**Problem A**: Which headers does the example cURL request in the plagiarism detection API guide below send? List every one.

Start of Selection

Plagiarism Detection API (Beta)

Overview

The plagiarism detection API allows organizations to evaluate the authenticity of written content. This API provides a score indicating the originality of the text, helping organizations maintain trust and accountability and ensure proper citation of sources.

This plagiarism detection API developer guide explains how to create a score request, upload a document for scoring, and get the document scoring status and result.

The API is intended for programmatic consumption and is accessible through an HTTP REST interface.

How scoring works

Grammarly compares the text of the uploaded document to billions of web pages and academic papers in private databases, looking for sentences or paragraphs that have been published elsewhere. The API then calculates an originality score— the higher the score, the more original the text.

Accessing Plagiarism Detection API

The base URL for accessing the plagiarism detection API:

https://api.grammarly.com/ecosystem/api/v1/plagiarism

For authentication, API requests must include an Access token as the Authorization header with the Bearer type. For more information, please refer to the OAuth 2.0 article.

The scopes required for the Access token are plagiarism-api:read and plagiarism-api:write.

Requesting a transaction

POST https://api.grammarly.com/ecosystem/api/v1/plagiarism

This API endpoint initiates transactions for plagiarism detection.

Request Parameters

Parameter	Type	Required	Description
`filename`	String	Yes	Name of the file that will be uploaded.

Example Request

An example cURL request to create a score request:

bash

curl -X POST \
  'https://api.grammarly.com/ecosystem/api/v1/plagiarism' \
  -H 'Authorization: Bearer <ACCESS_TOKEN>' \
  -H 'Accept: application/json' \
  -H 'Content-Type: application/json' \
  -H 'user-agent: API client' \
  -d '{ "filename": "example.doc" }'

Response Format

The response body contains the score_request_id and file_upload_url fields, which will be required in subsequent steps.

Response Parameters

Parameter	Type	Description
`score_request_id`	String	Request ID that is used to request the plagiarism detection evaluation results.
`file_upload_url`	String	URL for uploading the requested file.

End of Selection
Start of Information supplied

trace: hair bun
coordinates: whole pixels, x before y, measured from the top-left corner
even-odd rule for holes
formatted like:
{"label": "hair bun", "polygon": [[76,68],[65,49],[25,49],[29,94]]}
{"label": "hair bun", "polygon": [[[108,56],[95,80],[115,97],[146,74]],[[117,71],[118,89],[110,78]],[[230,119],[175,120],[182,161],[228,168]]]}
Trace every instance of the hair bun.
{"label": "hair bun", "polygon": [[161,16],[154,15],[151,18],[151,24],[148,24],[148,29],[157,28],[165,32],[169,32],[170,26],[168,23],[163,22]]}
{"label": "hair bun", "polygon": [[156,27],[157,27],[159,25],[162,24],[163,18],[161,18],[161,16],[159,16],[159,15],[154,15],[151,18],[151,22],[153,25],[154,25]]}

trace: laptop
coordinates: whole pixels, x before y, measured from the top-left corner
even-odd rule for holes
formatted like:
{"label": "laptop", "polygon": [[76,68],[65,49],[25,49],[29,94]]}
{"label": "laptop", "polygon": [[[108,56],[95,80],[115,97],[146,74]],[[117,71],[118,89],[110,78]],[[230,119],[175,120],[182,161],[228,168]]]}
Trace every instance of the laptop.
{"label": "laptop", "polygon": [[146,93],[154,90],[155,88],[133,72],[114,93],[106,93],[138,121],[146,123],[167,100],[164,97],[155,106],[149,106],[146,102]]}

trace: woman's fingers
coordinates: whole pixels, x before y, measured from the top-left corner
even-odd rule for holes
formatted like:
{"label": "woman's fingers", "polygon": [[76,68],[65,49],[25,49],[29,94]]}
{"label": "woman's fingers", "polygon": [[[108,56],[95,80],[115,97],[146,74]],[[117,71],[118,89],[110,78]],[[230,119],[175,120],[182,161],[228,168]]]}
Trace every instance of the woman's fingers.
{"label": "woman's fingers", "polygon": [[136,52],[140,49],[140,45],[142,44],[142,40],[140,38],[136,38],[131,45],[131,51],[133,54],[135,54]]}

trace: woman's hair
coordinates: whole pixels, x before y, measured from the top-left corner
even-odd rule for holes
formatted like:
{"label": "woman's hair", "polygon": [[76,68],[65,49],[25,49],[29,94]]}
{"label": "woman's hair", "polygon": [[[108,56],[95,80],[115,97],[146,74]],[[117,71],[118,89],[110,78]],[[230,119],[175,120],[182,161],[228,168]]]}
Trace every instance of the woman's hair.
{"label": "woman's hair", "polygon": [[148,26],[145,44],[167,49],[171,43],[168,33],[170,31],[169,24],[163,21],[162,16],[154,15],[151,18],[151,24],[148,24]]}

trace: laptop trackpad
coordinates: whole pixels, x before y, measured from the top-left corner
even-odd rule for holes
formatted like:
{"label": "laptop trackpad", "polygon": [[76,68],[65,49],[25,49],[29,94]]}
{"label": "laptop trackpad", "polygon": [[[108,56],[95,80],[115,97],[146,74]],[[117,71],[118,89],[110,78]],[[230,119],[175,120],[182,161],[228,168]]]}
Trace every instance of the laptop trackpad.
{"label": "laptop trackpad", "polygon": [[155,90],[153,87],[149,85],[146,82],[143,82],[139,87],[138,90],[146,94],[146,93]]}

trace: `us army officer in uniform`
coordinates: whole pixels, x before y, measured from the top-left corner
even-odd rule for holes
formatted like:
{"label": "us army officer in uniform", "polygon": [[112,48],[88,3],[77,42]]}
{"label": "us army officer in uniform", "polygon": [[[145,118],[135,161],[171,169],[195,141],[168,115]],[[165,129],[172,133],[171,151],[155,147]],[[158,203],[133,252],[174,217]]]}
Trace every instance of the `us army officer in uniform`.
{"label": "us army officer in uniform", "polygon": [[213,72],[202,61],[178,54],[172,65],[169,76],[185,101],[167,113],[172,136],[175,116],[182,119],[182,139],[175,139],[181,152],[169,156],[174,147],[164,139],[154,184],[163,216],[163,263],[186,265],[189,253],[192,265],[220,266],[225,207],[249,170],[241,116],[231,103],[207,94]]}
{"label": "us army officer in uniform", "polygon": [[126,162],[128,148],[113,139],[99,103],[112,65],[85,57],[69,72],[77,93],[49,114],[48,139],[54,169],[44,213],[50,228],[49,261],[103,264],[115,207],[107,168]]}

End of Information supplied

**Problem B**: Can you reproduce the records from the line holding "trace: laptop trackpad" through the end of the records, inclusive, substituting "each instance" for "every instance" and leaving everything else unchanged?

**Correct result A**: Authorization, Accept, Content-Type, user-agent

**Correct result B**:
trace: laptop trackpad
coordinates: whole pixels, x before y, measured from the top-left corner
even-odd rule for holes
formatted like:
{"label": "laptop trackpad", "polygon": [[76,68],[65,49],[25,49],[29,94]]}
{"label": "laptop trackpad", "polygon": [[[108,56],[95,80],[115,97],[146,74]],[[117,71],[118,89],[110,78]],[[230,119],[175,120],[182,161],[228,168]]]}
Trace each instance of the laptop trackpad.
{"label": "laptop trackpad", "polygon": [[155,90],[153,87],[149,85],[146,82],[143,82],[139,87],[138,90],[146,94],[146,93]]}

trace: `us army officer in uniform`
coordinates: whole pixels, x before y, measured from the top-left corner
even-odd rule for holes
formatted like:
{"label": "us army officer in uniform", "polygon": [[112,48],[88,3],[77,42]]}
{"label": "us army officer in uniform", "polygon": [[[145,118],[135,161],[171,169],[195,141],[168,115]],[[165,129],[172,133],[171,151],[155,147]],[[158,203],[133,252],[174,217]]]}
Trace each instance of the `us army officer in uniform`.
{"label": "us army officer in uniform", "polygon": [[213,72],[202,61],[178,54],[172,65],[169,76],[185,101],[167,113],[172,136],[175,116],[182,119],[182,139],[175,139],[181,152],[169,156],[174,147],[164,139],[154,184],[163,216],[163,263],[186,265],[189,253],[192,265],[220,266],[225,207],[249,170],[241,116],[231,103],[207,94]]}
{"label": "us army officer in uniform", "polygon": [[126,162],[128,148],[113,139],[99,103],[112,65],[85,57],[69,72],[77,93],[49,114],[48,139],[54,169],[44,213],[50,228],[49,261],[103,264],[115,207],[107,168]]}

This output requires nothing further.